§ **Excerpt provided**
This is true for the vast majority of states, and the vast majority of people's interests. The political systems in this country have been shaped by -- and frankly, designed by -- by wealthy interests to make the US an oligarchy with various performances of democratic representation.

yywwbbn|3 years ago

I’m not sure that’s the reason why it’s only worth campaigning in Georgia, Wisconsin, Arizona and some other states during presidential elections.

Also it is the system that was designed over 100-200 years ago. The problem is the lack of meaningful reform because the people in power are there only because of the current system.

That’s the reason why is it so hard to change electoral system without some external/internal shock. And “unfortunately” US has been way too stable politically during the 20th century compared to most other countries.

masklinn|3 years ago

> Without commenting on the other issues, but something that struck me as very odd living in the USA, was how people in California appeared fully disenfranchised during presidential elections.

That's the case of every state which is away enough from swing. Only "purple" states[0] matter during presidential elections.

Then again, swing states only get pandered to for a few months every 4 years.

§ **Extracted records**
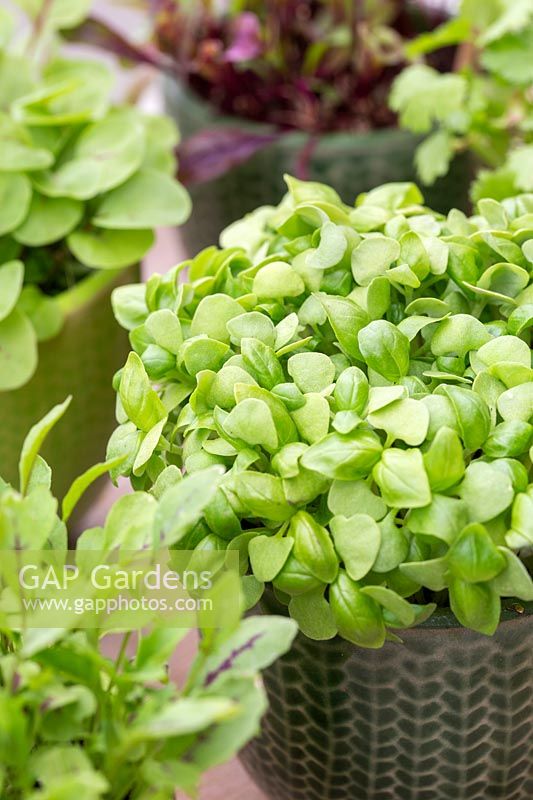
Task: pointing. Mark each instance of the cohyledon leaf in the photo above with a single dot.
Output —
(263, 496)
(104, 156)
(351, 390)
(212, 316)
(34, 441)
(357, 540)
(385, 349)
(110, 249)
(471, 412)
(83, 482)
(401, 609)
(130, 522)
(15, 198)
(18, 351)
(11, 280)
(347, 319)
(476, 605)
(183, 504)
(285, 428)
(402, 478)
(165, 329)
(473, 556)
(276, 280)
(373, 257)
(509, 439)
(344, 457)
(432, 573)
(129, 305)
(251, 421)
(517, 403)
(268, 555)
(444, 460)
(313, 547)
(405, 419)
(458, 335)
(312, 418)
(486, 490)
(358, 617)
(148, 199)
(347, 498)
(141, 403)
(311, 372)
(443, 518)
(514, 580)
(313, 614)
(48, 220)
(252, 325)
(331, 248)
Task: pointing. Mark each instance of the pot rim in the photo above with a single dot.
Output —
(512, 611)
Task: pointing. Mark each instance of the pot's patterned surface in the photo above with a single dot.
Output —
(446, 716)
(351, 163)
(80, 361)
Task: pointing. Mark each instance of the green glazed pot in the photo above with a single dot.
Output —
(448, 715)
(351, 163)
(81, 362)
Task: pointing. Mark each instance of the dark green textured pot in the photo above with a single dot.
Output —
(448, 715)
(80, 361)
(351, 163)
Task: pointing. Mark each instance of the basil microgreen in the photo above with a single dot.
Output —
(376, 446)
(82, 183)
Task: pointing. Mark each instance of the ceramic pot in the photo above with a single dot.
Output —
(81, 362)
(350, 162)
(448, 715)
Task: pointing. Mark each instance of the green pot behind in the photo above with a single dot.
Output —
(81, 362)
(350, 162)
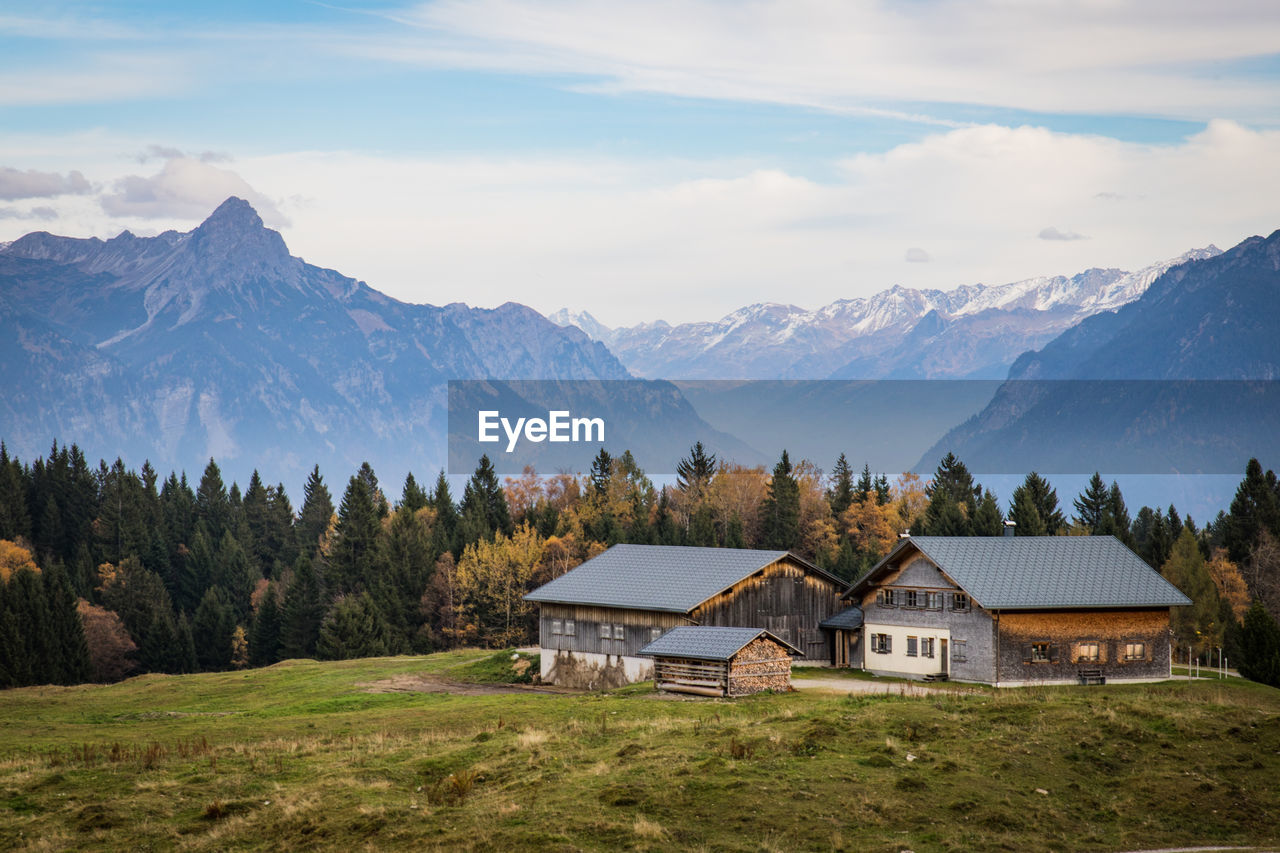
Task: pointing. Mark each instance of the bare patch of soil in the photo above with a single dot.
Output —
(435, 684)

§ **Requirements**
A: From the discussion about U.S. presidential elections, give again the passage starting at "masklinn|3 years ago" and ending at "matter during presidential elections.".
B: Which U.S. states are named in the discussion about presidential elections?
C: Go on with the discussion about U.S. presidential elections after its last sentence.

§ **Responses per task**
A:
masklinn|3 years ago

> Without commenting on the other issues, but something that struck me as very odd living in the USA, was how people in California appeared fully disenfranchised during presidential elections.

That's the case of every state which is away enough from swing. Only "purple" states[0] matter during presidential elections.

B: Georgia, Wisconsin, Arizona, California

C:
[0] and Maine and Nebraska which use district voting, but at 4 and 5 electors they're to small to really matter

thewebcount|3 years ago

This is the exact opposite of my experience. It's the only place where my elected officials were actually engaged. I received regular updates from my representatives without even asking for them. They just mailed all of their constituents flyers explaining the current issues and how it affects the community. I've lived in 5 different states and never saw anything like this in any of them except California. Go figure.

inetknght|3 years ago

> I've lived in 5 different states and never saw anything like this in any of them except California.

I live in Texas, around Houston. Here we certainly do have representatives (but not members of the Senate) who send mail to constituents with information. Our Senators send emails once in a while, if you sign up for them.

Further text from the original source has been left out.